- make an unsolicited call on (someone), by phone or in person, in an attempt to sell goods or services.
Ah, yes. A very popular tool amongst the sales folks. Welp, I’m going to hijack the term and let you know cold-calling is something reporters can add to their toolbox too.
How about: “make an unsolicited call on (someone), by phone or in person, in an attempt LEARN!”
I think as journalists we sometimes forget how helpful people can, and want to be.
For example, if you regularly attended an editorial news meeting in the fourth quarter of 2020, someone likely pitched ‘lumber prices’.
They were high. Much higher than normal, but why? Supply? Yes, but why?
I needed some answers. So I Googled lumber yards and picked one that appeared to be locally-owned to avoid the corporate permission obstacles.
Our conversation went a little something like this:
“My name is Heather Poltrock. I work at Channel 7. I know the lumber industry is seeing some unusual pandemic-related problems, especially pricing and I want to know if you can help me understand what is going on so we can better tell the story. Not for an on-camera interview, just for my understanding.”

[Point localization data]
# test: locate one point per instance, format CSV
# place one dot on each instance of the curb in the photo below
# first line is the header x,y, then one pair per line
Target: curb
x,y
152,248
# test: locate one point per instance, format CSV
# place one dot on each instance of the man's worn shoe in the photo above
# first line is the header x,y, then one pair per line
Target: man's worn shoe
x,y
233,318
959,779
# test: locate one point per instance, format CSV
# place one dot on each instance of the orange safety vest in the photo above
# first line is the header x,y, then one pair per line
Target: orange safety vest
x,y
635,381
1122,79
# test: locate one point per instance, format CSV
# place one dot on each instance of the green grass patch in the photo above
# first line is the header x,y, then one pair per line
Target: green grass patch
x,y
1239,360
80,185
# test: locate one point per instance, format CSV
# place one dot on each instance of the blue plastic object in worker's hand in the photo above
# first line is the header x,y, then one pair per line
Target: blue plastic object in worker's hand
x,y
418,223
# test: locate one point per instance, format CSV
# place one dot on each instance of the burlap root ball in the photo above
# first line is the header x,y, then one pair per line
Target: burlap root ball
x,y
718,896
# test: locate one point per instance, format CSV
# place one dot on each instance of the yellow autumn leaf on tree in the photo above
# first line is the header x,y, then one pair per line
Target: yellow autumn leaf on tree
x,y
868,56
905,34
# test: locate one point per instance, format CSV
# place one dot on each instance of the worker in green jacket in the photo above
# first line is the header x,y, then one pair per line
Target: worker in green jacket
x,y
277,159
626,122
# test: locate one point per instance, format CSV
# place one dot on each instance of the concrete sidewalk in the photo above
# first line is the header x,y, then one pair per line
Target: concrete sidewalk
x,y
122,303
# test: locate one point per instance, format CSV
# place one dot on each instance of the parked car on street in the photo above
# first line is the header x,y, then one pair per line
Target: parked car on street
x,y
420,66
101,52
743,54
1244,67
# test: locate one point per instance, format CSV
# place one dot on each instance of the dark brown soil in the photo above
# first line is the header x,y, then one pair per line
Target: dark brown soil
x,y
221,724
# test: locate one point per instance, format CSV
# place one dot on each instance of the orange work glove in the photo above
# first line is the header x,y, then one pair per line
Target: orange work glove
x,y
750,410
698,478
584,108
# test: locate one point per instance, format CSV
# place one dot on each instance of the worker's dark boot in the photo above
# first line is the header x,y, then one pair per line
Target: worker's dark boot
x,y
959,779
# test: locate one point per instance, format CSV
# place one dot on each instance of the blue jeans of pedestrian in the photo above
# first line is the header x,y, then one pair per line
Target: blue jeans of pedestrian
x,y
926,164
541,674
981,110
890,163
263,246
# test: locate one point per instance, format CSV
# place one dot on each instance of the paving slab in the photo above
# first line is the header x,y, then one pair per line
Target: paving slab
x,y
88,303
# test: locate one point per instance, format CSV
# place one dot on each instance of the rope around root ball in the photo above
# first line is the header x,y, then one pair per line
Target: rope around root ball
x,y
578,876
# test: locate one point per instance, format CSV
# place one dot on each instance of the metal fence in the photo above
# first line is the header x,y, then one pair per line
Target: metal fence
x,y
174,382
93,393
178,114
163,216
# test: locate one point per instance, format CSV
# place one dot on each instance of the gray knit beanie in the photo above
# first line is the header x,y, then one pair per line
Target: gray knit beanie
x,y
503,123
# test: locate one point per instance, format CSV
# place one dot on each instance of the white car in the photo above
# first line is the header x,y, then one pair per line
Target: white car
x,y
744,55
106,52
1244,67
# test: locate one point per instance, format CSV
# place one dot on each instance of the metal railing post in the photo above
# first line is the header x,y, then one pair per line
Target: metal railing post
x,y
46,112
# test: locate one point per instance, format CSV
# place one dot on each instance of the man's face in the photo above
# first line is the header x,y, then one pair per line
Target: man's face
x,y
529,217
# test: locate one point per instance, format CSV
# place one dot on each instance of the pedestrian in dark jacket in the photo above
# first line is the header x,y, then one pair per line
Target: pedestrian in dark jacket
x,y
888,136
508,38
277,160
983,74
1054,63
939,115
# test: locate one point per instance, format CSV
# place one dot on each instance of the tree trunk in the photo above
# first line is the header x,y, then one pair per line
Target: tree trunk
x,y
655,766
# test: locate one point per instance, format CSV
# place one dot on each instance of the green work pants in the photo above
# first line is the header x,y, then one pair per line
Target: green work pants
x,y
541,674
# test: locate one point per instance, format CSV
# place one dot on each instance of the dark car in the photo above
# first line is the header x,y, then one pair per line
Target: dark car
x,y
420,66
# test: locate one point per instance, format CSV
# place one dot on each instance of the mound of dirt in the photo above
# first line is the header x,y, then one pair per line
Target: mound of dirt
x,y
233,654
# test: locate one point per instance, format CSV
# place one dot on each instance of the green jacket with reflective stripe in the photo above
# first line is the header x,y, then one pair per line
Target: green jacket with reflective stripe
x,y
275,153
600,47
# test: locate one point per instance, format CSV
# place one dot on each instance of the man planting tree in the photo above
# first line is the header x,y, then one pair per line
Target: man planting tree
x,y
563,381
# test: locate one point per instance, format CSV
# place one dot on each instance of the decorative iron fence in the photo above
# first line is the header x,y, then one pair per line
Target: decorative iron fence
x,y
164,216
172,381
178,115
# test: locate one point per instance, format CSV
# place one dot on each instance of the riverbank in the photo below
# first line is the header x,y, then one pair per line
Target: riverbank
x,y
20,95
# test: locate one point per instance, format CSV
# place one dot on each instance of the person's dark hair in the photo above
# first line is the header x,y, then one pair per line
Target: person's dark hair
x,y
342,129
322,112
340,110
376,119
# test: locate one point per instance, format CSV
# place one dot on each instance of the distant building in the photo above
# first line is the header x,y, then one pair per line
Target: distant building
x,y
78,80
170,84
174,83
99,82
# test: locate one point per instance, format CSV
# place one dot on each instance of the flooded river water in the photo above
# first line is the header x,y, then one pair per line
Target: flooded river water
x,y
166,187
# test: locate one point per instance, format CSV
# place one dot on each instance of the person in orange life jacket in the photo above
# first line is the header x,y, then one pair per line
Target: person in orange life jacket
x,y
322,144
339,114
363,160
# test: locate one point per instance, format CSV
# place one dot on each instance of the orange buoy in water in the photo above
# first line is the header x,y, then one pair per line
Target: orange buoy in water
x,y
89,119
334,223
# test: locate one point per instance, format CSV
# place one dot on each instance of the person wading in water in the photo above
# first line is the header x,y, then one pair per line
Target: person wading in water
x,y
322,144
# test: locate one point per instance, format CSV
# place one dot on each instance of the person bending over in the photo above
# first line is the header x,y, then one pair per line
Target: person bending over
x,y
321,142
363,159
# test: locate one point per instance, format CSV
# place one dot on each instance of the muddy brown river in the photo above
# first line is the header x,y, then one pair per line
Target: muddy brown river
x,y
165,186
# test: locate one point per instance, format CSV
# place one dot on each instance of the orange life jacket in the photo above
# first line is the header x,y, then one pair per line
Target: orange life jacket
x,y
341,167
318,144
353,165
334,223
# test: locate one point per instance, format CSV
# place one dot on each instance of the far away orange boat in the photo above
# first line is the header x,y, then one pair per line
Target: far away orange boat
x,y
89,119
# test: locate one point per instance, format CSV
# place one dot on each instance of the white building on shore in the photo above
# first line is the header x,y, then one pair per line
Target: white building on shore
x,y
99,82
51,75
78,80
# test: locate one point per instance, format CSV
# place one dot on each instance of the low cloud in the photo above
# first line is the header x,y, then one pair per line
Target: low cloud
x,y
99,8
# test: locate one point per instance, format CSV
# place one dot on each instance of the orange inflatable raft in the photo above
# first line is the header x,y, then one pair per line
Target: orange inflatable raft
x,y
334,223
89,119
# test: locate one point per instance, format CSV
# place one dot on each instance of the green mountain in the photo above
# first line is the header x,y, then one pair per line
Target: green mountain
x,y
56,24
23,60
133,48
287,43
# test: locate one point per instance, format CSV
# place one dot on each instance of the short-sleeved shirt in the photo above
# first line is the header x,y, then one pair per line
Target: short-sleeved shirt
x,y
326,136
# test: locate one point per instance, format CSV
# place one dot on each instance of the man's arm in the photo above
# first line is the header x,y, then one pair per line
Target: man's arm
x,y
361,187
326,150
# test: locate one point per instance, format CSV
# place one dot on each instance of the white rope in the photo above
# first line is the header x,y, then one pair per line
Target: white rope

(PROBLEMS AND TASKS)
- 1) Answer these questions using the cold-calling passage:
(a) In which quarter and year was "lumber prices" likely pitched at editorial news meetings?
(b) At which channel does Heather Poltrock work?
(c) Why did she choose a lumber yard that appeared to be locally owned?
- 2) Continue the cold-calling passage, beginning right after its final sentence.
The point localization data were taken from a separate source and have no connection to the cold-calling passage.

(RESPONSES TO THE EXERCISE)
- 1)
(a) The fourth quarter of 2020.
(b) Channel 7.
(c) To avoid the corporate permission obstacles.

- 2)
Our conversation lasted nearly a half-hour and turned into many story ideas.
Here’s the dets. The problem was rooted in the worker shortage plus low-interest rates.
The best questioned I ask—“What do you think the solution is?”
That answer was the most valuable component of our conversation and I’m glad I thought to ask it.
I’ve used this approach many times without really intentionally dubbing it a strategy.
Our job as journalists is to answer questions, but if you’re not educated enough on the topic to ask the right questions you won’t be able to do a very good job.
Best of luck on your questions quest!